** PROBLEM **
Print the records below exactly as they appear.

%%

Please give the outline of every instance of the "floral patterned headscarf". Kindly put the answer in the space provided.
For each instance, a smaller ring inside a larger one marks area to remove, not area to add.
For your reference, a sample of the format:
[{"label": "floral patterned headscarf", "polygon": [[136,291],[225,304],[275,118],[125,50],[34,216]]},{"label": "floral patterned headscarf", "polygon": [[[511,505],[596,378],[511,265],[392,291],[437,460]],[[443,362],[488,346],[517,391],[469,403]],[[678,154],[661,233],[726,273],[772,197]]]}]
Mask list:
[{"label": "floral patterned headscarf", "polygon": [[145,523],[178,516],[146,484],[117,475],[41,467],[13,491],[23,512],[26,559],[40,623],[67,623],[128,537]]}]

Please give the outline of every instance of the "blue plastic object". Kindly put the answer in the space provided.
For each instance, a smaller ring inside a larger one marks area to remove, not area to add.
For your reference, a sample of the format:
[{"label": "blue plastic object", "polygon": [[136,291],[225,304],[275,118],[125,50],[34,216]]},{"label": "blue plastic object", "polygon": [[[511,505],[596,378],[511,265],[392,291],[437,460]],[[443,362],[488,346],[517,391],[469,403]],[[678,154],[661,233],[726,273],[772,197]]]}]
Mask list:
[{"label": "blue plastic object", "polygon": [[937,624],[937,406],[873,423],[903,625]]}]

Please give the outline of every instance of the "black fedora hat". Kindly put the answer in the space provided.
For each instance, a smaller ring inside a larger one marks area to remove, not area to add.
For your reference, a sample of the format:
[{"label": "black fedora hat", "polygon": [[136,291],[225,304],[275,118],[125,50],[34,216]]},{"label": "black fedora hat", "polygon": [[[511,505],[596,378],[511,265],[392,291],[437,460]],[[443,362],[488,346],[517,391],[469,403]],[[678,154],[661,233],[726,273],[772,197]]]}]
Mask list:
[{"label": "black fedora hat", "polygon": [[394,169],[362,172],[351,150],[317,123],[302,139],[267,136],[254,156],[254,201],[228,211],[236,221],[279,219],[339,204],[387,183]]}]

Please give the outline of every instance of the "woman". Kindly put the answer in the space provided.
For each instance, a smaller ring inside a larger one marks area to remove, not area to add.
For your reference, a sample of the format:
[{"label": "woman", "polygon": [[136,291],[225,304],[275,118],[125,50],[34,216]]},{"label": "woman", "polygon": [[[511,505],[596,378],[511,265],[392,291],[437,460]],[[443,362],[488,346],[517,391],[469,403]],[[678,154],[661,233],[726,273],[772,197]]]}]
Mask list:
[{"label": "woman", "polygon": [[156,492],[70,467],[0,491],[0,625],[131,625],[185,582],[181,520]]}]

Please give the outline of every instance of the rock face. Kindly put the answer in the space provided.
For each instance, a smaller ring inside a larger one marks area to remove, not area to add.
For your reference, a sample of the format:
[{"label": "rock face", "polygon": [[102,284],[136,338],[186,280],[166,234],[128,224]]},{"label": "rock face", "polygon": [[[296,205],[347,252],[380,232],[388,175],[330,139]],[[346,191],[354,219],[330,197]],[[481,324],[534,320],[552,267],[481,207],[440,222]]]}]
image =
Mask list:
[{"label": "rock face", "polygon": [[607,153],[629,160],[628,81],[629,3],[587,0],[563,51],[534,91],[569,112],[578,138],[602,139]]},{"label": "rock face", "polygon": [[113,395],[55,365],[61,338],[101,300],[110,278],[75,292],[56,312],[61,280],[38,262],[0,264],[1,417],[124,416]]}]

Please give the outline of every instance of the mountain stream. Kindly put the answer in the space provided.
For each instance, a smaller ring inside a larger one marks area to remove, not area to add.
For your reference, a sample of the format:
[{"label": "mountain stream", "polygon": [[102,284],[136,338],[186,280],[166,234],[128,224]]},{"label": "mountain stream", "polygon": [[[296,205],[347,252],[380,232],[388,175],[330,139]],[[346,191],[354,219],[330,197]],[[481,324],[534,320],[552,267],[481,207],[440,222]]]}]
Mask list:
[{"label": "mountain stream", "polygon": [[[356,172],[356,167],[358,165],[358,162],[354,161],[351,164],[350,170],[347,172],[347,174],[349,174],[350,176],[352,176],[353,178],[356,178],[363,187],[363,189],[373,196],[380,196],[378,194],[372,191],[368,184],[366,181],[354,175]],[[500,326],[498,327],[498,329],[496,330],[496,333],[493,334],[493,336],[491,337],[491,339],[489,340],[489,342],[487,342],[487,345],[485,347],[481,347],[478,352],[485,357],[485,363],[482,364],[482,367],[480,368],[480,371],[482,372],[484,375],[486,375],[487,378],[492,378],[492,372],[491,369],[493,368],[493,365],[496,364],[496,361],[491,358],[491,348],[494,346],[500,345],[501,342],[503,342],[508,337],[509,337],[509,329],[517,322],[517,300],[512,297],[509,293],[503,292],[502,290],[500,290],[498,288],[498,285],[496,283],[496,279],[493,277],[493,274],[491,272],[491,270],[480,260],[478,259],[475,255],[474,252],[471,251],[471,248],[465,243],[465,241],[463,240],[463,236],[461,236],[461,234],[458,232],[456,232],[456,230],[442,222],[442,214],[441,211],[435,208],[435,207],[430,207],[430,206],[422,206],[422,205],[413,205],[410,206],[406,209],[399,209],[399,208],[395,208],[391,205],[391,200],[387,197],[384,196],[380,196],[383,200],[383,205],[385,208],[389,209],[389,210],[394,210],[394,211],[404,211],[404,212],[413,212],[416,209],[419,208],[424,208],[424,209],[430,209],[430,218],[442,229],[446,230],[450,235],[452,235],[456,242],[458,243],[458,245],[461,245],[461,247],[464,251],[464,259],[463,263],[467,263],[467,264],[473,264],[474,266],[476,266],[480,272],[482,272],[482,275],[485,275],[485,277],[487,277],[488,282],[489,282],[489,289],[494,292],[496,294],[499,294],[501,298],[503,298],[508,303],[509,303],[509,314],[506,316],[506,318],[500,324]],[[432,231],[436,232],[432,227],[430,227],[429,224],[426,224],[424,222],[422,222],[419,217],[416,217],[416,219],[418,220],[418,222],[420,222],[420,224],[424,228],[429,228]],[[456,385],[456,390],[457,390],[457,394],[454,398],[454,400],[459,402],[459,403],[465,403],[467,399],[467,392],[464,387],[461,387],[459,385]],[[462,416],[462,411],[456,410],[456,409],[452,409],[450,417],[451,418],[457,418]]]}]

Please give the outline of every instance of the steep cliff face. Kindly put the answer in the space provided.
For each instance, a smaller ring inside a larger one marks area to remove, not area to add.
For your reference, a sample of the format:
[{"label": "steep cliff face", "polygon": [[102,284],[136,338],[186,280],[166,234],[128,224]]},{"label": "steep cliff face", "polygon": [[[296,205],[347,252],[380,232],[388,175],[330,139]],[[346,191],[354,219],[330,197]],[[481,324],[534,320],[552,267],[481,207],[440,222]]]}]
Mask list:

%%

** EXERCISE ANSWER **
Please give the outline of every instance of the "floral patterned headscarf". Kindly put the answer in the space provided.
For each instance, a smaller ring inside a larger one marks area to remove, not area to add.
For your reference, a sample of the format:
[{"label": "floral patterned headscarf", "polygon": [[136,291],[225,304],[275,118],[125,50],[34,216]]},{"label": "floral patterned headscarf", "polygon": [[[511,505],[596,378],[511,265],[392,291],[437,460]],[[443,362],[488,346],[517,391],[469,403]],[[678,154],[661,233],[726,273],[772,197]]]}]
Mask list:
[{"label": "floral patterned headscarf", "polygon": [[145,523],[178,516],[146,484],[117,475],[41,467],[13,491],[23,512],[26,559],[40,623],[67,623],[128,537]]}]

Please give the outline of every instance of the "blue plastic object". Kindly put the answer in the space provided.
For each instance, a smaller ring inside a larger one marks area to remove, not area to add.
For your reference, a sample of the format:
[{"label": "blue plastic object", "polygon": [[136,291],[225,304],[275,118],[125,50],[34,216]]},{"label": "blue plastic object", "polygon": [[[511,505],[596,378],[511,265],[392,291],[437,460]],[[443,362],[488,346],[517,391],[469,403]],[[678,154],[661,233],[726,273],[772,197]]]}]
Mask list:
[{"label": "blue plastic object", "polygon": [[937,624],[937,406],[873,423],[903,625]]}]

Please give the outline of every instance of the "black fedora hat". Kindly put the answer in the space provided.
For each instance, a smaller ring inside a larger one marks area to remove, not area to add.
For your reference, a sample of the format:
[{"label": "black fedora hat", "polygon": [[136,291],[225,304],[275,118],[125,50],[34,216]]},{"label": "black fedora hat", "polygon": [[[511,505],[596,378],[511,265],[392,291],[437,460]],[[443,362],[488,346],[517,391],[469,403]],[[678,154],[661,233],[726,273],[772,197]]]}]
Mask list:
[{"label": "black fedora hat", "polygon": [[394,169],[362,172],[351,150],[317,123],[302,139],[267,136],[254,156],[254,201],[228,211],[236,221],[279,219],[339,204],[387,183]]}]

Please give the outline of every instance of the "woman". Kindly put the answer in the space provided.
For each instance, a smaller ring inside a larger one marks area to remove, not area to add.
For your reference, a sample of the format:
[{"label": "woman", "polygon": [[136,291],[225,304],[275,118],[125,50],[34,216]]},{"label": "woman", "polygon": [[[511,505],[596,378],[511,265],[392,291],[437,460]],[[443,362],[488,346],[517,391],[469,403]],[[678,154],[661,233],[726,273],[772,197]]]}]
Mask list:
[{"label": "woman", "polygon": [[156,492],[70,467],[0,491],[0,625],[131,625],[185,582],[181,520]]}]

Please give the outline of every instance of the rock face. Kindly put the answer in the space provided.
For each instance, a smaller ring inside a larger one marks area to remove, not area to add.
For your reference, a sample of the format:
[{"label": "rock face", "polygon": [[102,284],[136,338],[186,280],[166,234],[128,224]]},{"label": "rock face", "polygon": [[[296,205],[347,252],[380,232],[388,175],[330,139]],[[346,191],[354,219],[330,197]],[[481,324],[534,320],[552,267],[481,207],[440,222]]]}]
image =
Mask list:
[{"label": "rock face", "polygon": [[607,153],[629,160],[628,81],[629,3],[587,0],[563,51],[534,91],[569,112],[578,138],[602,139]]},{"label": "rock face", "polygon": [[113,395],[55,365],[61,338],[101,300],[110,278],[75,292],[56,312],[61,280],[38,262],[0,264],[1,417],[124,416]]}]

Please give the outline of every instance of the mountain stream. Kindly put the answer in the space provided.
For each instance, a smaller ring inside a larger one marks area to remove, not area to add.
For your reference, a sample of the format:
[{"label": "mountain stream", "polygon": [[102,284],[136,338],[186,280],[166,234],[128,224]]},{"label": "mountain stream", "polygon": [[[296,205],[347,252],[380,232],[388,175],[330,139]],[[346,191],[354,219],[330,197]],[[481,324],[534,320],[552,267],[481,207],[440,222]]]}]
Mask list:
[{"label": "mountain stream", "polygon": [[[356,172],[356,167],[358,165],[358,162],[354,161],[351,164],[350,170],[347,172],[347,174],[349,174],[350,176],[352,176],[353,178],[356,178],[363,187],[363,189],[373,196],[380,196],[378,194],[372,191],[368,184],[366,181],[354,175]],[[500,326],[498,327],[498,329],[496,330],[496,333],[493,334],[493,336],[491,337],[491,339],[489,340],[489,342],[487,342],[487,345],[485,347],[481,347],[478,352],[485,357],[485,363],[482,364],[482,367],[480,368],[480,371],[482,372],[484,375],[486,375],[487,378],[492,378],[492,372],[491,369],[493,368],[493,365],[496,364],[496,361],[491,358],[491,348],[494,346],[500,345],[501,342],[503,342],[508,337],[509,337],[509,329],[517,322],[517,300],[512,297],[509,293],[503,292],[502,290],[500,290],[498,288],[498,285],[496,283],[496,279],[493,277],[493,274],[491,272],[491,270],[480,260],[478,259],[475,255],[474,252],[471,251],[471,248],[465,243],[465,241],[463,240],[463,236],[461,236],[461,234],[458,232],[456,232],[456,230],[442,222],[442,214],[441,211],[435,208],[435,207],[430,207],[430,206],[422,206],[422,205],[413,205],[410,206],[406,209],[399,209],[399,208],[395,208],[391,205],[391,200],[387,197],[384,196],[380,196],[383,200],[383,205],[385,208],[389,209],[389,210],[394,210],[394,211],[404,211],[404,212],[413,212],[416,209],[419,208],[424,208],[424,209],[430,209],[430,218],[442,229],[446,230],[450,235],[452,235],[456,242],[458,243],[458,245],[461,245],[461,247],[464,251],[464,259],[463,263],[467,263],[467,264],[473,264],[474,266],[476,266],[480,272],[482,272],[482,275],[485,275],[485,277],[487,277],[488,282],[489,282],[489,289],[494,292],[496,294],[499,294],[501,298],[503,298],[508,303],[509,303],[509,314],[506,316],[506,318],[500,324]],[[432,231],[436,232],[432,227],[430,227],[429,224],[426,224],[424,222],[422,222],[419,217],[416,217],[416,219],[418,220],[418,222],[420,222],[420,224],[424,228],[429,228]],[[456,385],[456,390],[457,390],[457,394],[454,398],[454,400],[459,402],[459,403],[465,403],[467,399],[467,392],[464,387],[461,387],[459,385]],[[462,416],[462,411],[456,410],[456,409],[452,409],[450,417],[451,418],[457,418]]]}]

Please give the outline of every instance of the steep cliff face. Kindly put the answer in the space provided.
For each instance, a smaller ring inside a larger one marks area to remove, not area to add.
For your reference, a sample of the format:
[{"label": "steep cliff face", "polygon": [[102,284],[136,338],[186,280],[166,234],[128,224]]},{"label": "steep cliff face", "polygon": [[[296,205],[347,252],[380,232],[388,175],[330,139]],[[346,191],[354,219],[330,197]],[[481,324],[534,320],[552,267],[481,207],[440,222]]]}]
Mask list:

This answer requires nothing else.